■ What you need to do
Please count the lines in the listing below that contain the string "jacket", treating uppercase and lowercase as different. Reply with the number only.
-- start --
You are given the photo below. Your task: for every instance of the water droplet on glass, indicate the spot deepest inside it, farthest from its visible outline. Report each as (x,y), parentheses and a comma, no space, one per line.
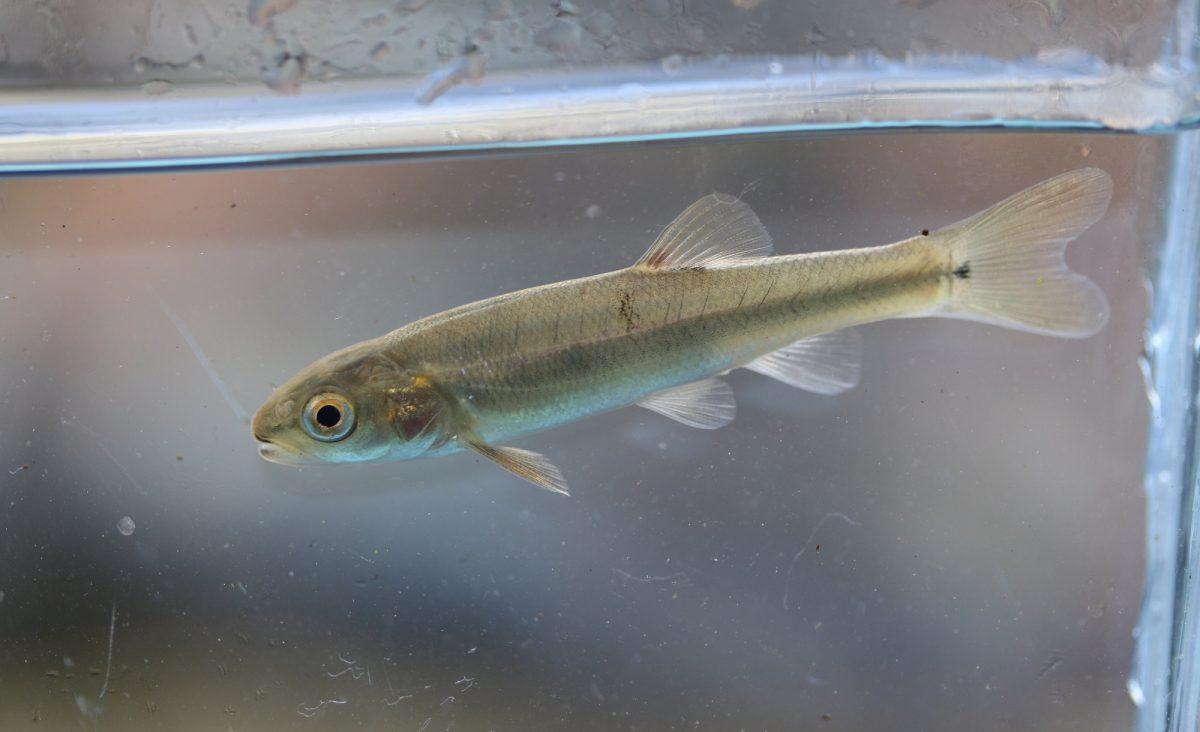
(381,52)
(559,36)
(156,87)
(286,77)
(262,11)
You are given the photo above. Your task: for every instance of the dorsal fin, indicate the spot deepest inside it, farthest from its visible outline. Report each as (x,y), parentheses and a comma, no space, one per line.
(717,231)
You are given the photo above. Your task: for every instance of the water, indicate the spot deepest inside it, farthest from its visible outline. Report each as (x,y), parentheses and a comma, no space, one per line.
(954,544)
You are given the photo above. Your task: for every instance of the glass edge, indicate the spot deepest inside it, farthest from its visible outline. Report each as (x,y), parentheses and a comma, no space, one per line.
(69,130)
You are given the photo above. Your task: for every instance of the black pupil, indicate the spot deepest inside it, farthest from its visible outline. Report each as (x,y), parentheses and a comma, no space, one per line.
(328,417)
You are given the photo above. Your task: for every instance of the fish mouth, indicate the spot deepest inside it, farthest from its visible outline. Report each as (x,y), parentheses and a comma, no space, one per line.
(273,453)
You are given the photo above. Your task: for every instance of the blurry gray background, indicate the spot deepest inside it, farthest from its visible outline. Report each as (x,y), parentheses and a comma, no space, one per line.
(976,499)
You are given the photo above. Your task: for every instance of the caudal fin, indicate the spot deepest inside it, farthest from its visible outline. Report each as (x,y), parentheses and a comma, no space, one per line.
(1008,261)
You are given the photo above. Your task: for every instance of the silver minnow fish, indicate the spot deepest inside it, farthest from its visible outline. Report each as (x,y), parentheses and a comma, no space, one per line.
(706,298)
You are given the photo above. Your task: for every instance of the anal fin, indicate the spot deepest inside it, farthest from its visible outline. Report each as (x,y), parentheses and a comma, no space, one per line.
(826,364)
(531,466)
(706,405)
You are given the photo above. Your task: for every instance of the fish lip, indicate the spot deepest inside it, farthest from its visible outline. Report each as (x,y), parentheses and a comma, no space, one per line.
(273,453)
-- end --
-- start --
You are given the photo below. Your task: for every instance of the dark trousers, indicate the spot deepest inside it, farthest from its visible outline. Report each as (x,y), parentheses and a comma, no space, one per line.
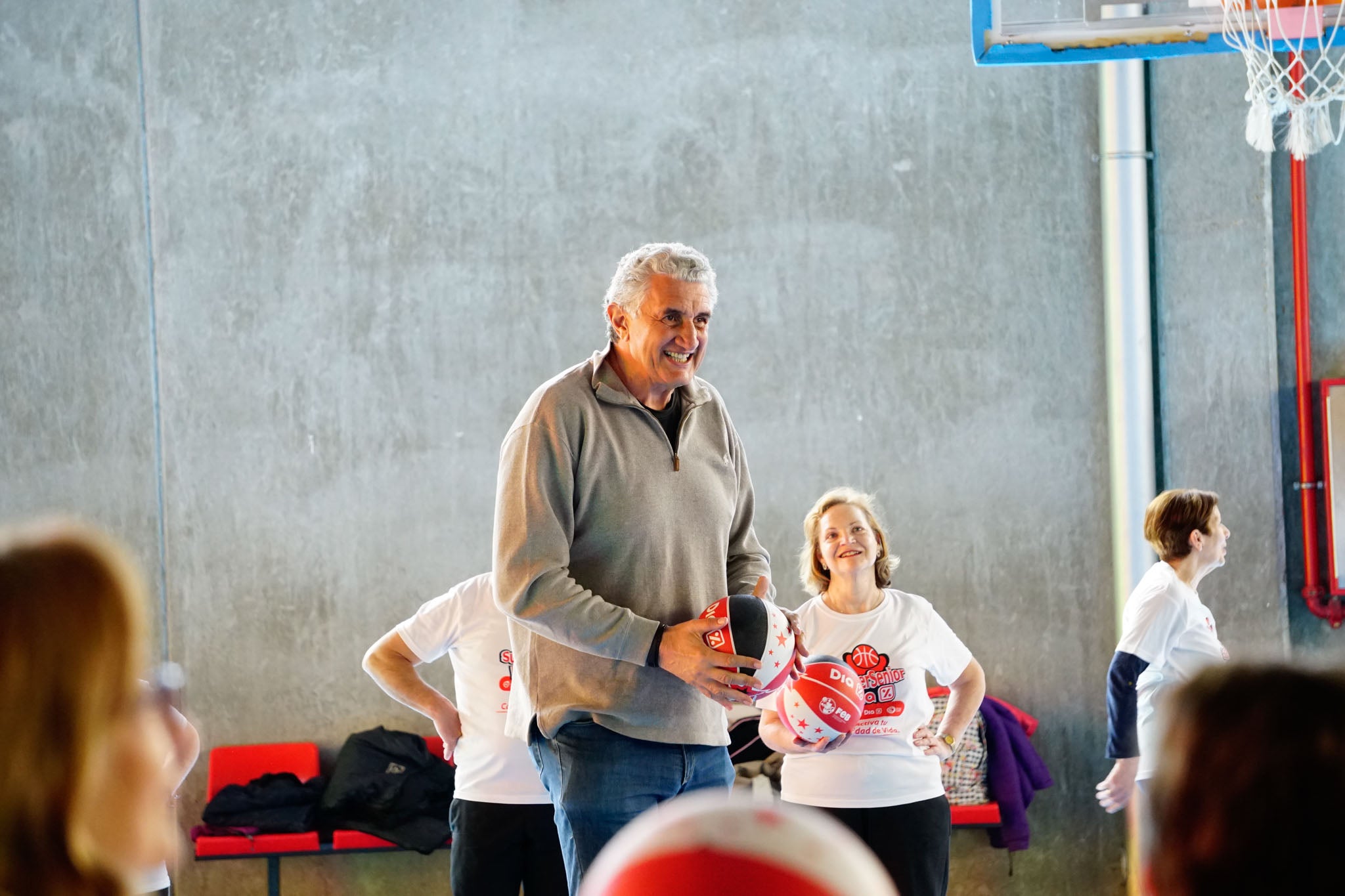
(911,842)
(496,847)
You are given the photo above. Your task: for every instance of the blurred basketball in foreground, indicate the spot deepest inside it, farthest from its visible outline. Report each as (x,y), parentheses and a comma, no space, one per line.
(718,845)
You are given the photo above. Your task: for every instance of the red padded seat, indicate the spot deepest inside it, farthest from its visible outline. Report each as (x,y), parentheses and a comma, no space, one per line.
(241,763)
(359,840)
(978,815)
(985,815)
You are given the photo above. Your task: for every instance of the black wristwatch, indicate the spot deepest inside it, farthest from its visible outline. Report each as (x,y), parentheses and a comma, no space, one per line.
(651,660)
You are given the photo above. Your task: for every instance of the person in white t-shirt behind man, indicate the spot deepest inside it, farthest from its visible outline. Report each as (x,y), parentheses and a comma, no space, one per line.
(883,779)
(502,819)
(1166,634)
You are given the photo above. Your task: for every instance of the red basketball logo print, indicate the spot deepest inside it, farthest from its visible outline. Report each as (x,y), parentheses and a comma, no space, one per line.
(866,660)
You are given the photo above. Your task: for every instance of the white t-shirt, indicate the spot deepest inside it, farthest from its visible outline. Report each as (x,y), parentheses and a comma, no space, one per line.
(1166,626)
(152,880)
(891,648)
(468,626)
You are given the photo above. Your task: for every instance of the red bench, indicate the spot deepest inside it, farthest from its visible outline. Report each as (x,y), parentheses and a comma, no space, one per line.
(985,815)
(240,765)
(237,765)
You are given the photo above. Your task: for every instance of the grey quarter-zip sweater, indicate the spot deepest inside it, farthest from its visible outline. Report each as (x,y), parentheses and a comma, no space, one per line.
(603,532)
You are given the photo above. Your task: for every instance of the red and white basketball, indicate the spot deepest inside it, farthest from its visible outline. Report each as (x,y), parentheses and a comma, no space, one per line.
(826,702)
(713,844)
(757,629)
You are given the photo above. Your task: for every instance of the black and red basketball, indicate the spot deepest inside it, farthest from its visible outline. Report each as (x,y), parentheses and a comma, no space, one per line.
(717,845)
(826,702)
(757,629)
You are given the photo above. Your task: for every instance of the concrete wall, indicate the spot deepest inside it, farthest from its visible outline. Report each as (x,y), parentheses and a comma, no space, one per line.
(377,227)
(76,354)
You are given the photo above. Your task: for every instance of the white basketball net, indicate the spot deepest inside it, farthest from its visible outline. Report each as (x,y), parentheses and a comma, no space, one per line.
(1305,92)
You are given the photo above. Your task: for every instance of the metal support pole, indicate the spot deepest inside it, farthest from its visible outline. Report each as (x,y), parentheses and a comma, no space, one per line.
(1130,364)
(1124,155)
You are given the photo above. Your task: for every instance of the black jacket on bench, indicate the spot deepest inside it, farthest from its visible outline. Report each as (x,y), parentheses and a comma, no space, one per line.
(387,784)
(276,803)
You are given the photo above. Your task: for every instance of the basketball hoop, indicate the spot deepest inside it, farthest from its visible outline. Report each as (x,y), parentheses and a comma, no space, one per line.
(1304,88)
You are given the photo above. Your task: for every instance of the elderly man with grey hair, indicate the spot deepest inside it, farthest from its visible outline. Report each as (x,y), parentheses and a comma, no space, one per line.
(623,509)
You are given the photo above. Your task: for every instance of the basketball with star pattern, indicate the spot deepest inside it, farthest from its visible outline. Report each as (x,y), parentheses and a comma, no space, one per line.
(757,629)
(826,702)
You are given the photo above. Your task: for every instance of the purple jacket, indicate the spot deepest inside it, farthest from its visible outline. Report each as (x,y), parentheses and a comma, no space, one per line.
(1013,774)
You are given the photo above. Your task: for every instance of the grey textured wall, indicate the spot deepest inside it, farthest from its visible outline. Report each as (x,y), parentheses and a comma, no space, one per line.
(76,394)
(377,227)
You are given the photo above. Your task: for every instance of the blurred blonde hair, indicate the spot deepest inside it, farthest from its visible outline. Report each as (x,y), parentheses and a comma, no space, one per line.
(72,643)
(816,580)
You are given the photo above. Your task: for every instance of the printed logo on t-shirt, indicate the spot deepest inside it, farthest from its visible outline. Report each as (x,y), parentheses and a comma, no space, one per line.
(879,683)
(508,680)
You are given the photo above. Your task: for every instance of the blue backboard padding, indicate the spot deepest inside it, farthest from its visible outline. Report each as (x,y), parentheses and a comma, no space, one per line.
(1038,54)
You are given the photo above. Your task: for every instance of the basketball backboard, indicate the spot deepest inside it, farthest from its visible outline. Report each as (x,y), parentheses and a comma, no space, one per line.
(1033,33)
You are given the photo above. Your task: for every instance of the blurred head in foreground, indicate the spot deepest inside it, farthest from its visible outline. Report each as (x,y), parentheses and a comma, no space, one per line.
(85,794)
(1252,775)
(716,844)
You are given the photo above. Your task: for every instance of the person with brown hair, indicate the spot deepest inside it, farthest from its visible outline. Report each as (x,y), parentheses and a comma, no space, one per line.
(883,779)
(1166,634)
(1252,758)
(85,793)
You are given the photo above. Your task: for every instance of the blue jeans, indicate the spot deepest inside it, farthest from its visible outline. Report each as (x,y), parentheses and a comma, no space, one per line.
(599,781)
-- end --
■ Response
2